> **Work task A**
Sum up the text on quantum code generation in two sentences.
> **Work task B**
Retype everything in the text on quantum code generation from "The study addresses" down to "evolving QC ecosystems.".

Nicolas Dupuis, Luca Buratti, Sanjay Vishwakarma, Aitana Viudes Forrat, David Kremer, Ismael Faro, Ruchir Puri, Juan Cruz-Benito

TL;DR

The study addresses the challenge of generating reliable quantum code by training a domain-focused Code LLM on Granite-20b-code with extensive Qiskit data and instruction-tuning. It introduces the Qiskit Code Assistant and a Qiskit-specific benchmark (Qiskit HumanEval) to rigorously evaluate quantum-code generation. Results show that extend-pretraining yields a Qiskit HumanEval pass rate of approximately 46.5%, surpassing all baselines, while maintaining strong performance on standard coding benchmarks. The work demonstrates the practical potential of specialized Code LLMs for quantum computing and outlines public release plans and future enhancements to keep pace with evolving QC ecosystems.

Photo-based referring expression data:
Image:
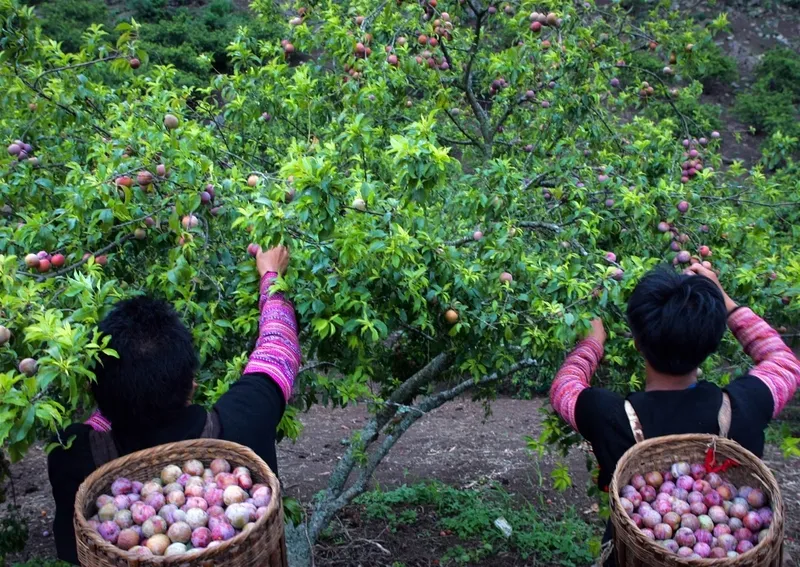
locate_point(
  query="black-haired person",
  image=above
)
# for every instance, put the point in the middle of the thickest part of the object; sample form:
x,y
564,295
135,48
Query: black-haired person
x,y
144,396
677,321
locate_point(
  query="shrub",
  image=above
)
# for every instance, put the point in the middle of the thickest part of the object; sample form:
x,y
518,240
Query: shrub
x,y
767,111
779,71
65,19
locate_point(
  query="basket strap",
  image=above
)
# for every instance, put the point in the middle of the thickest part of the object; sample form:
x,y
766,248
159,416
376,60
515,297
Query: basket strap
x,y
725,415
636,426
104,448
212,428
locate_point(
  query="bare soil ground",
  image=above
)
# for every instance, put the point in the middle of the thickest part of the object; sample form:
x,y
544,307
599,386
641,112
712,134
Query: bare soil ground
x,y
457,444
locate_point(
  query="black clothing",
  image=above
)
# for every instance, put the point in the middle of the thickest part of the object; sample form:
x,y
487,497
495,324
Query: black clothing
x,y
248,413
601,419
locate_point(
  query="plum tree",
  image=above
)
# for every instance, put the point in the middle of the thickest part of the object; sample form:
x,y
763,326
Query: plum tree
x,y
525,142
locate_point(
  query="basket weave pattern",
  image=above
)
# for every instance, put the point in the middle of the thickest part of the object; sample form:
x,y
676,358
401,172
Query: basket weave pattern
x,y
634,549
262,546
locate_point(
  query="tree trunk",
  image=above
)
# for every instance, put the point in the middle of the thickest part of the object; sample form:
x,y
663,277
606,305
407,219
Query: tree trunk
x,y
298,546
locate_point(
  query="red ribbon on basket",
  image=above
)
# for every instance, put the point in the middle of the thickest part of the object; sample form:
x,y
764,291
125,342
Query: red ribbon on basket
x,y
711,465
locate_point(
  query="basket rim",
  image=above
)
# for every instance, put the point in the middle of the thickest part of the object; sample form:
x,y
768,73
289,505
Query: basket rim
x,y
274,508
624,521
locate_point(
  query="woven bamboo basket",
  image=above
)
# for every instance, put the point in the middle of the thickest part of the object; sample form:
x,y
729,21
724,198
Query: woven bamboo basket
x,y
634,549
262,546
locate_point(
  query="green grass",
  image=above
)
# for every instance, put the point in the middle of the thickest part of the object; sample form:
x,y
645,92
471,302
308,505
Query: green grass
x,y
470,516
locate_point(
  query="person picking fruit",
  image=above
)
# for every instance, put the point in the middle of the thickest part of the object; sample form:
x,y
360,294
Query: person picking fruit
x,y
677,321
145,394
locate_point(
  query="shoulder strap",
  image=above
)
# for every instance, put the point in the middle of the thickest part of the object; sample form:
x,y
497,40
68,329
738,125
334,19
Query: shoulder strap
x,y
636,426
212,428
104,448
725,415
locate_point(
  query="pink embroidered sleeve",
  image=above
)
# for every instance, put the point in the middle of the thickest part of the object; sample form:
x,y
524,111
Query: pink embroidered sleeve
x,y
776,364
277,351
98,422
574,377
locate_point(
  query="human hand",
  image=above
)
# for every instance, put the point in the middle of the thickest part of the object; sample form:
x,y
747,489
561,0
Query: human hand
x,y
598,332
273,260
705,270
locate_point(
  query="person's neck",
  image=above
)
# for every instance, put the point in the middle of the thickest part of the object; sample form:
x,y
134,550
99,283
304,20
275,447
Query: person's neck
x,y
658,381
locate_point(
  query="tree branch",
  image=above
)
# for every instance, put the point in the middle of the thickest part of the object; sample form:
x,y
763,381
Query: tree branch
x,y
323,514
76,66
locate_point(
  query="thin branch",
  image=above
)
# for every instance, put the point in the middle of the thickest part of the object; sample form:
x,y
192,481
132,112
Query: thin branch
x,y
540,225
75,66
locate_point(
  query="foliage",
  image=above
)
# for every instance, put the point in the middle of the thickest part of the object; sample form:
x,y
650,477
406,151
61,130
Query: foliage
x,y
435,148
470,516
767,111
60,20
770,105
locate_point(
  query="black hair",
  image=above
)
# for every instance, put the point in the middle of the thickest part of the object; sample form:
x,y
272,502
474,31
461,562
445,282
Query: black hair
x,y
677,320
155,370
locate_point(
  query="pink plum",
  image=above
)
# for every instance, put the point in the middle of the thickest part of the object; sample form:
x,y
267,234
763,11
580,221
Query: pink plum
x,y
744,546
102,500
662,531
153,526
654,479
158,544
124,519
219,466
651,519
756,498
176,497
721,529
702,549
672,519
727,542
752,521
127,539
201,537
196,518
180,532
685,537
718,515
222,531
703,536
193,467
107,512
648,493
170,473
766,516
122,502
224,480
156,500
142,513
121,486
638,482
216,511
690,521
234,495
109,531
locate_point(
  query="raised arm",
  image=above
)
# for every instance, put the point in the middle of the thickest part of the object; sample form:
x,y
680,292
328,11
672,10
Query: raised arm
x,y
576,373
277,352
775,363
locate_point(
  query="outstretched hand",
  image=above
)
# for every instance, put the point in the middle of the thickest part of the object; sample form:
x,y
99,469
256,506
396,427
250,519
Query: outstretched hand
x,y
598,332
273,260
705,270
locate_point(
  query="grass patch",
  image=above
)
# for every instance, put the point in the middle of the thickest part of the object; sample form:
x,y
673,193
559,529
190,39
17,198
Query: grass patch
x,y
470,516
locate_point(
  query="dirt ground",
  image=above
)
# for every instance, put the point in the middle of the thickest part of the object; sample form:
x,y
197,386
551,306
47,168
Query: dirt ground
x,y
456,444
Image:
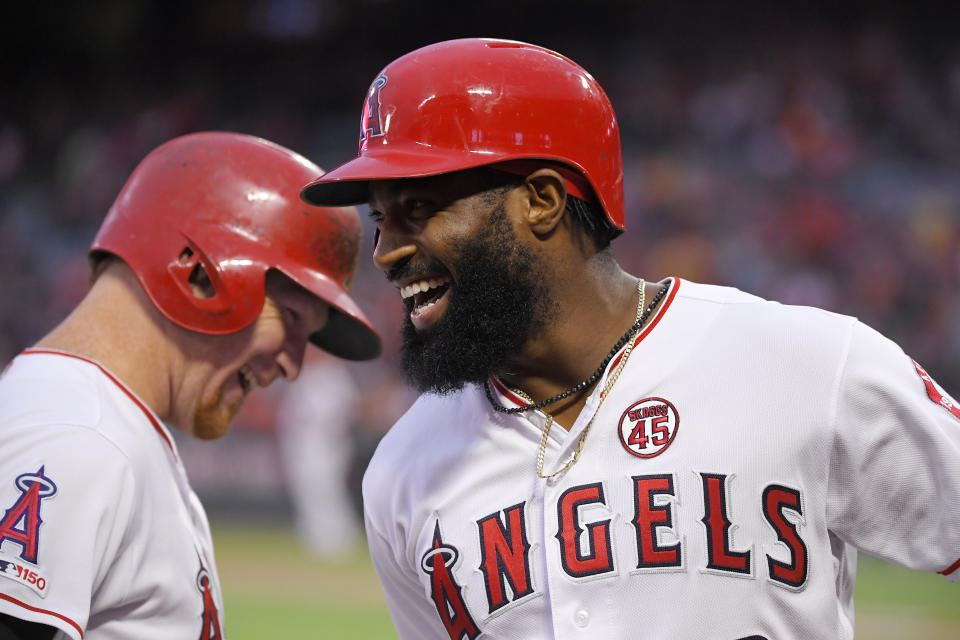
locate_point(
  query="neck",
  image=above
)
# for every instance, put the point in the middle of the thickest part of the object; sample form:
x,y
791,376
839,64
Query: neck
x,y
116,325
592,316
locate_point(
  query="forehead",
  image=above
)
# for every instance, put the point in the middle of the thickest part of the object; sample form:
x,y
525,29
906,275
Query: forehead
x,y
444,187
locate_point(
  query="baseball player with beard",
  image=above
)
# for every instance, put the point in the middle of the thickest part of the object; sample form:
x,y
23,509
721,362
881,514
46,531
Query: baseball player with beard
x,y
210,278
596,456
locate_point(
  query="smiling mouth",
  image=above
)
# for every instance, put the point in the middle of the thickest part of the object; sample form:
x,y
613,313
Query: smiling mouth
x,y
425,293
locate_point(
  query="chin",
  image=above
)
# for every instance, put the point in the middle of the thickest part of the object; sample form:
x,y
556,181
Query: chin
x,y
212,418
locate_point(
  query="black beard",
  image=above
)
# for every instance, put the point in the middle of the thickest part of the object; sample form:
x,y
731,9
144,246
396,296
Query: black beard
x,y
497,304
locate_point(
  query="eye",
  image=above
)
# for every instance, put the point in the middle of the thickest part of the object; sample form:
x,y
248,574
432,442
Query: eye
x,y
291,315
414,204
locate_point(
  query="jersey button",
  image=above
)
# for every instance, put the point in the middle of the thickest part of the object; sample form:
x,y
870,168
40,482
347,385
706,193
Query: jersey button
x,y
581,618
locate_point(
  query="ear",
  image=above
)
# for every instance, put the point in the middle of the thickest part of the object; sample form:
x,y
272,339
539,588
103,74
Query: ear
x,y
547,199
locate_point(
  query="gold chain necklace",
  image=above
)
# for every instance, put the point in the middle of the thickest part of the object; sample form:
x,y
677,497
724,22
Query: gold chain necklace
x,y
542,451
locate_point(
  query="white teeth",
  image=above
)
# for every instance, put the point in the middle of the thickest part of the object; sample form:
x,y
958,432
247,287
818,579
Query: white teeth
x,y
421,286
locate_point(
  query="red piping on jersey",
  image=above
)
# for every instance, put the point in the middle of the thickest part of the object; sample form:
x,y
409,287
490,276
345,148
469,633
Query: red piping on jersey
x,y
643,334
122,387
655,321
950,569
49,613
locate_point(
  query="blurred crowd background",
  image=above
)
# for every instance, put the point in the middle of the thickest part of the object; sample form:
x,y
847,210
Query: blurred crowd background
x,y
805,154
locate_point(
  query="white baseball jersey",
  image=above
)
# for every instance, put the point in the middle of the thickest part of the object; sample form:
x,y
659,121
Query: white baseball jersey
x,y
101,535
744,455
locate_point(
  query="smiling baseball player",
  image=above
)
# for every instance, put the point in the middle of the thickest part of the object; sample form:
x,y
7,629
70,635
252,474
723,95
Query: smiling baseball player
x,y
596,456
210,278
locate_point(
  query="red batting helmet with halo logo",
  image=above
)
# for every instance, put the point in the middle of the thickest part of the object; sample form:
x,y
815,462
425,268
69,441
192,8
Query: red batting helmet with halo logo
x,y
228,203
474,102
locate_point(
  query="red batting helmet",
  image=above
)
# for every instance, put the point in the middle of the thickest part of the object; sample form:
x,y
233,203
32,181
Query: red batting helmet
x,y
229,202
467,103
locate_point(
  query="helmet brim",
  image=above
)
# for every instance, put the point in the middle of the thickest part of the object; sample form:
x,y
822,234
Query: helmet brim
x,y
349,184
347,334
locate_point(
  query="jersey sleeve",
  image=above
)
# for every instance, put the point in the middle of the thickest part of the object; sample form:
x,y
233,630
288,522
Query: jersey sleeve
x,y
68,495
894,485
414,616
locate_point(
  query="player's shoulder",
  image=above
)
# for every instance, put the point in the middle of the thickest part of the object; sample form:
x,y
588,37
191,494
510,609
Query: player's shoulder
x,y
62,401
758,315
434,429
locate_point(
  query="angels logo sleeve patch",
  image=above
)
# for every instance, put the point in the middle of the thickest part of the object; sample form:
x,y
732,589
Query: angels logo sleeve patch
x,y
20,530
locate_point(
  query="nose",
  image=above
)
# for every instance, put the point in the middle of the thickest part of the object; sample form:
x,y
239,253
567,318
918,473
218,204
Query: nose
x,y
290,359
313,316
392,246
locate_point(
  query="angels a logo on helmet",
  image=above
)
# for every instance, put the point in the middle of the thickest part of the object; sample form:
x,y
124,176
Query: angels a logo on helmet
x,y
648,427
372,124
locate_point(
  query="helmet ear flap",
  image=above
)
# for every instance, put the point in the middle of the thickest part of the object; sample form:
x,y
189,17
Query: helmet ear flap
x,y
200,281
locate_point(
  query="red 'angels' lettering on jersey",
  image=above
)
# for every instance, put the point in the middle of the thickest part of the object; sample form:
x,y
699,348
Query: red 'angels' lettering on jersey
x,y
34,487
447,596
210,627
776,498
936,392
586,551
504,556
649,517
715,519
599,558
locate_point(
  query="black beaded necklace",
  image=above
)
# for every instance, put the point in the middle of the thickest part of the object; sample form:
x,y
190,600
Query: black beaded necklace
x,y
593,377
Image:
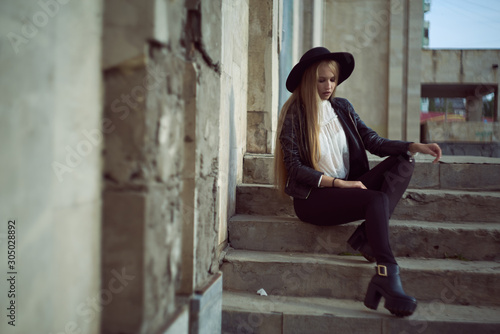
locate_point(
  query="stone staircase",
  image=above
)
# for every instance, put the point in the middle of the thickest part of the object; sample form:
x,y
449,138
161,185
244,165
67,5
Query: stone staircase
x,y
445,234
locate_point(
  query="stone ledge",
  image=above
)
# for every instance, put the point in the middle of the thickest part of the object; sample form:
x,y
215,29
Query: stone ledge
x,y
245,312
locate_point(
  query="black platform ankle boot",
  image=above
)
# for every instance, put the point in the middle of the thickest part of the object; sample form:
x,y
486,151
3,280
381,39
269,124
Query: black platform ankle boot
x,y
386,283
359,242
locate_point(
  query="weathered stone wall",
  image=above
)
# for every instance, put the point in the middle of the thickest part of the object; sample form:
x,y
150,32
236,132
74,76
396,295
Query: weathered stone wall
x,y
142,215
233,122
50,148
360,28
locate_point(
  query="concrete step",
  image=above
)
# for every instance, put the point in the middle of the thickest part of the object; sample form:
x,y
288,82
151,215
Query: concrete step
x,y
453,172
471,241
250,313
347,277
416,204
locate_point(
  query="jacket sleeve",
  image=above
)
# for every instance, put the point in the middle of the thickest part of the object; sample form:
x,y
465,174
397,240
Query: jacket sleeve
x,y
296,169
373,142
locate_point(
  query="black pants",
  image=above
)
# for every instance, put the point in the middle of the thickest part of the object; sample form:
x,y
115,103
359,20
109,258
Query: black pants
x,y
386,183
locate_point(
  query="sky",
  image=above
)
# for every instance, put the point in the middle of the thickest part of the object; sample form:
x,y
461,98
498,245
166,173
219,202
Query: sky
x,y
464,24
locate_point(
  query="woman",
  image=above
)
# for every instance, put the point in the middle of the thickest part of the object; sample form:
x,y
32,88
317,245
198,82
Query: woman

> **Your response A**
The study trains a domain-focused Code LLM on Granite-20b-code with extensive Qiskit data and instruction-tuning to generate reliable quantum code, and it introduces the Qiskit Code Assistant and a Qiskit-specific benchmark called Qiskit HumanEval. Extend-pretraining reached a Qiskit HumanEval pass rate of about 46.5%, surpassing all baselines while keeping strong performance on standard coding benchmarks.

> **Your response B**
The study addresses the challenge of generating reliable quantum code by training a domain-focused Code LLM on Granite-20b-code with extensive Qiskit data and instruction-tuning. It introduces the Qiskit Code Assistant and a Qiskit-specific benchmark (Qiskit HumanEval) to rigorously evaluate quantum-code generation. Results show that extend-pretraining yields a Qiskit HumanEval pass rate of approximately 46.5%, surpassing all baselines, while maintaining strong performance on standard coding benchmarks. The work demonstrates the practical potential of specialized Code LLMs for quantum computing and outlines public release plans and future enhancements to keep pace with evolving QC ecosystems.